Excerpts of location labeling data
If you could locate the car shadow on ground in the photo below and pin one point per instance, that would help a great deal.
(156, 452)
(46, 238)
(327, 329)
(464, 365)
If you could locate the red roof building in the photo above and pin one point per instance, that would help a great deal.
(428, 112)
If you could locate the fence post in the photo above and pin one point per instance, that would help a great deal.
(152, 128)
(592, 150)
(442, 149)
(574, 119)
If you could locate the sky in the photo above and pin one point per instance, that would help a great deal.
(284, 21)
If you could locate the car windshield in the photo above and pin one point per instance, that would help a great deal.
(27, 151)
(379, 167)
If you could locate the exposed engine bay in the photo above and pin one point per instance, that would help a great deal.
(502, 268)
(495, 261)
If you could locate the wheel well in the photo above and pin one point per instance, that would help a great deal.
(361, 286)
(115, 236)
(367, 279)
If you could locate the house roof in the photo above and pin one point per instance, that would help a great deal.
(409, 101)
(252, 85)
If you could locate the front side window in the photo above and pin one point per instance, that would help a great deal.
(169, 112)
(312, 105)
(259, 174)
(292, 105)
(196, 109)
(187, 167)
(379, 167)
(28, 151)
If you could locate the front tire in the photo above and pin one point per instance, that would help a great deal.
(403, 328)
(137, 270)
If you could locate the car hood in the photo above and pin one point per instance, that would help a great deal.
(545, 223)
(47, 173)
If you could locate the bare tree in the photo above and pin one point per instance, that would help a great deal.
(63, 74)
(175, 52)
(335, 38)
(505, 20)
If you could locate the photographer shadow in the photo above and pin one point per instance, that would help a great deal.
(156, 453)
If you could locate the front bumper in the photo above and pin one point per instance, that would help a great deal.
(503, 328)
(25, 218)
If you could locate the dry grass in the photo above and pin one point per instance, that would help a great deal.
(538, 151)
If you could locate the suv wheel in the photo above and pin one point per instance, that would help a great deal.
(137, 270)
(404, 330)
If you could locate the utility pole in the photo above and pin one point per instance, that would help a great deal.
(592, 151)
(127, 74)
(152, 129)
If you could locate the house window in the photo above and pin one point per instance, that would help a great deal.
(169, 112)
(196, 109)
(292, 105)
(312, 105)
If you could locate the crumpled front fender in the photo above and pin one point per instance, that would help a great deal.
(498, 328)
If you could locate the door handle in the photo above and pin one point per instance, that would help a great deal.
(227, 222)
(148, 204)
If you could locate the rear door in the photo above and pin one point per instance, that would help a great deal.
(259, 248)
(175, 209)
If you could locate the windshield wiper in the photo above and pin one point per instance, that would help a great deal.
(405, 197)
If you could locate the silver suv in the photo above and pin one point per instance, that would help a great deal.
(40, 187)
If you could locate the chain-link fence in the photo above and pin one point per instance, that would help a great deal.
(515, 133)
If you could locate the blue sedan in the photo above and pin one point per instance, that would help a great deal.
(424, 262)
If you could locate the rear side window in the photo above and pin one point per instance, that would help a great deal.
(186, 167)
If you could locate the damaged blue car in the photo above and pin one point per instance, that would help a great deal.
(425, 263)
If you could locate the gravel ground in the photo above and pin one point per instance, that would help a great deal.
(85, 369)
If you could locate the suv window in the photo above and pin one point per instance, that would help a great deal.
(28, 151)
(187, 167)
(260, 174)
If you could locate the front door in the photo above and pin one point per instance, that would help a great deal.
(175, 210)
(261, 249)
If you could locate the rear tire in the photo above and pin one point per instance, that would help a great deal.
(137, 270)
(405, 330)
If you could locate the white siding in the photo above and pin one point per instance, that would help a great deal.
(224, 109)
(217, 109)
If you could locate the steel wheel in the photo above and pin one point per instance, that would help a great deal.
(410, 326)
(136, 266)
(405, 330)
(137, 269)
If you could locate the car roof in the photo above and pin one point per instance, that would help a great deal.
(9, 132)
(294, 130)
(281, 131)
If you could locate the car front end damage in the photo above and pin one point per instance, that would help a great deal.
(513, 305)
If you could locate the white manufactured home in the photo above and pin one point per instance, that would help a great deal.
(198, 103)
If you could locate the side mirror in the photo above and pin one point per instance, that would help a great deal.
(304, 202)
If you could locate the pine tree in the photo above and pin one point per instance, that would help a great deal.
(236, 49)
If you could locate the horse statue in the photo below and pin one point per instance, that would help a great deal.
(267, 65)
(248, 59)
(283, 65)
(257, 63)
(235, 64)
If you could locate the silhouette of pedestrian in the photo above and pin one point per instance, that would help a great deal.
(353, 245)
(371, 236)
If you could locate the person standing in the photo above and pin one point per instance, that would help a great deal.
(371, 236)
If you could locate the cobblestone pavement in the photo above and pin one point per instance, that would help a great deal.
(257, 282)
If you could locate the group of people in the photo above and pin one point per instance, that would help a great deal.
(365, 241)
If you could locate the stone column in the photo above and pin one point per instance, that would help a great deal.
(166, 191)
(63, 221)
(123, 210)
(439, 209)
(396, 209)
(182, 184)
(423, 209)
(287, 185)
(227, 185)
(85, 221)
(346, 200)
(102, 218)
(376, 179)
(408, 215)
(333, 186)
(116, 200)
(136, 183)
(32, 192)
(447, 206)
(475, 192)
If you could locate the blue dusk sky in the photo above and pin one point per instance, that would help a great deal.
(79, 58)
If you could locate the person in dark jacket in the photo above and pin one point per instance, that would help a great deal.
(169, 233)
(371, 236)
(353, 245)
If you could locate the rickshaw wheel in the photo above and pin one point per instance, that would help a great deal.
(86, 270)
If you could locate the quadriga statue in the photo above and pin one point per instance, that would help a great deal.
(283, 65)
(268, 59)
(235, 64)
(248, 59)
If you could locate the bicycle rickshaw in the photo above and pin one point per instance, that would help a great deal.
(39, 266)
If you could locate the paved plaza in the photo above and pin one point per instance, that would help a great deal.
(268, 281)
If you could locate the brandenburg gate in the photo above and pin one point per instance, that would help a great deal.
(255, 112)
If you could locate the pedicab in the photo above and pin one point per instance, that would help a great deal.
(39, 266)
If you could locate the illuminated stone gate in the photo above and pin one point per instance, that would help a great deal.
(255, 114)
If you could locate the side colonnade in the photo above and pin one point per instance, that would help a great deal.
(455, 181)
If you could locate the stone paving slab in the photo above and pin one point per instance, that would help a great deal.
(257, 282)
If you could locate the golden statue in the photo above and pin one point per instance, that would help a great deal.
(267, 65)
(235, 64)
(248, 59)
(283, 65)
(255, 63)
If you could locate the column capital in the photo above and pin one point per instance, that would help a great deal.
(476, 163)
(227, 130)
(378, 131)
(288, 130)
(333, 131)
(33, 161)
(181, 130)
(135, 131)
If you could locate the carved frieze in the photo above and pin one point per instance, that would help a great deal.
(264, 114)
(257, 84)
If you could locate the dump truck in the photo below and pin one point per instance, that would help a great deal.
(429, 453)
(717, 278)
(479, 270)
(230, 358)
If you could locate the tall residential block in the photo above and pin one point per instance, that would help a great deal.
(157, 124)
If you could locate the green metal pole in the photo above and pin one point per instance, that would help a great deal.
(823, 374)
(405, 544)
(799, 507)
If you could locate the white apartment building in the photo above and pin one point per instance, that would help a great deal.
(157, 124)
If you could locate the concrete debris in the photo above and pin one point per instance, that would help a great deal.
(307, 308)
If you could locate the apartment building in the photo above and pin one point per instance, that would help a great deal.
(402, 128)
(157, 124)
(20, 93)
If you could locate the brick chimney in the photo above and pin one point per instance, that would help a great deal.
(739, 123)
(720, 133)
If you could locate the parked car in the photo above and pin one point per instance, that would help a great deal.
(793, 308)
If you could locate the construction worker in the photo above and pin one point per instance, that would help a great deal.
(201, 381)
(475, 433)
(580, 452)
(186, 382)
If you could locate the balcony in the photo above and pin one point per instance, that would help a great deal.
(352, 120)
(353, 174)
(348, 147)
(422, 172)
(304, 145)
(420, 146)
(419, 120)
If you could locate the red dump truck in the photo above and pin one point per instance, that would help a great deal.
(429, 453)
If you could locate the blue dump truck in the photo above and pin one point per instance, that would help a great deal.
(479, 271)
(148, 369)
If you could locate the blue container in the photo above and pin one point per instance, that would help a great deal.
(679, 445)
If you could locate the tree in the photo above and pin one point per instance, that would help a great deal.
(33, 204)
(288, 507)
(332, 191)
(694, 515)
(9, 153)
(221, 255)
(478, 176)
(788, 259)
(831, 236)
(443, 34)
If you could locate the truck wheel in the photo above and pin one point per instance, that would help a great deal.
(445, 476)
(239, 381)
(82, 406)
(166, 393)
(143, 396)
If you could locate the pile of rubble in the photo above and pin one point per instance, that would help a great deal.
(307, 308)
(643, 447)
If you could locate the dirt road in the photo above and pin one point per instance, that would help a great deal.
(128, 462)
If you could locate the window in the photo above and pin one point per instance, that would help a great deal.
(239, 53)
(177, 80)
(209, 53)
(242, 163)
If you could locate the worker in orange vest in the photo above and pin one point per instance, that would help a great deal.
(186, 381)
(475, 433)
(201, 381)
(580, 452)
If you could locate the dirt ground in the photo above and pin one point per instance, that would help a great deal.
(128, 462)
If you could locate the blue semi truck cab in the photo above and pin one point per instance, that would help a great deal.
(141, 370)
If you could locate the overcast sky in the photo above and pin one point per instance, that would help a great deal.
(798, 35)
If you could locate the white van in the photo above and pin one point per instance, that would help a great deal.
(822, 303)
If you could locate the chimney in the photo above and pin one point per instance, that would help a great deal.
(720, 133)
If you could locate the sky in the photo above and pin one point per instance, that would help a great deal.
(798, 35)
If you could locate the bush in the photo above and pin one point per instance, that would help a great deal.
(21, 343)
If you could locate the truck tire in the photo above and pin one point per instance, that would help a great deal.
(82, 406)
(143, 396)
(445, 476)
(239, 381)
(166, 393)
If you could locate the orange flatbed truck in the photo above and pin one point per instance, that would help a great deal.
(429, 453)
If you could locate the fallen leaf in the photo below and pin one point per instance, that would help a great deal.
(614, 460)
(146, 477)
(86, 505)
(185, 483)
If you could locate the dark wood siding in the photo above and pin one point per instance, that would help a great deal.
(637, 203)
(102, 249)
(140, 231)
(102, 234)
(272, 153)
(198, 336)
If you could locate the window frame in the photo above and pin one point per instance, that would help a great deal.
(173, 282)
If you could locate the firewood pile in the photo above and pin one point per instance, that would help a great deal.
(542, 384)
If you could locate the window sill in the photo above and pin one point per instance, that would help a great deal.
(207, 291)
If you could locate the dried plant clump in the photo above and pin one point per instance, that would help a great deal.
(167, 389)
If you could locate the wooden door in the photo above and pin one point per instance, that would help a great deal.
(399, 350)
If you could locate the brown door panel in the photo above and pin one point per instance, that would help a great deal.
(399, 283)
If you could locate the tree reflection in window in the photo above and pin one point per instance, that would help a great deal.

• [Problem] Starting at the line that contains "If you could locate the dark", quote each remaining line of the entries above, unchanged.

• [Result of this task]
If you could locate the dark wood siding in the photo above and pin one point per instance, that would help a great deal.
(637, 203)
(102, 249)
(140, 231)
(102, 234)
(272, 153)
(198, 336)
If you could locate the window frame in the photo above and pin one point per instance, that would help a great deal.
(173, 282)
If you could locate the firewood pile in the photo above and pin one point per instance, that would help a great deal.
(542, 384)
If you could locate the window sill in the photo above and pin one point per instance, that would help a great deal.
(207, 291)
If you could locate the dried plant clump in the photo above and pin one point per instance, that would help a great deal.
(167, 389)
If you could locate the wooden door in the photo above and pin one point per instance, that would help a great deal.
(399, 350)
If you could locate the brown door panel in the photo above and pin one point per instance, that would help a great deal.
(399, 283)
If you could locate the tree reflection in window in the photo above and pin one point per instance, that would help a great deal.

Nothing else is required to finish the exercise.